## What the task requires
Rewrite each line of the listing below as one string in a JSON array, leaving out any blank lines.

[Begin Supplied data]

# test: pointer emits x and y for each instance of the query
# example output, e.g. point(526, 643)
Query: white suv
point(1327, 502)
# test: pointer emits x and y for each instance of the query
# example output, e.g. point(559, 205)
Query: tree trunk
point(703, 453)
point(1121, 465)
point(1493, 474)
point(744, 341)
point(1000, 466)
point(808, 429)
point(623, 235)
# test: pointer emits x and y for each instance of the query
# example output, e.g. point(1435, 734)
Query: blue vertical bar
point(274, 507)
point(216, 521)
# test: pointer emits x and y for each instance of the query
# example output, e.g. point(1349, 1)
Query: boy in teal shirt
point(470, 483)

[End Supplied data]

## The response
[
  "# test: pointer emits x and y for each instance of the query",
  "# example output, e.g. point(526, 643)",
  "Query: white suv",
  "point(1327, 502)",
  "# test: pointer emits x and y for each instance of the query",
  "# example output, e.g. point(559, 205)",
  "Query: tree trunk",
  "point(703, 453)",
  "point(1121, 465)",
  "point(1493, 474)",
  "point(744, 341)",
  "point(1000, 466)",
  "point(808, 429)",
  "point(623, 235)",
  "# test: pointer emits x and y for each instance of the query",
  "# example output, e.g. point(1435, 734)",
  "Query: blue vertical bar",
  "point(274, 507)",
  "point(216, 521)",
  "# test: pointer emits x and y for each instance of the query",
  "# example output, e.g. point(1349, 1)",
  "Query: boy in teal shirt",
  "point(470, 483)"
]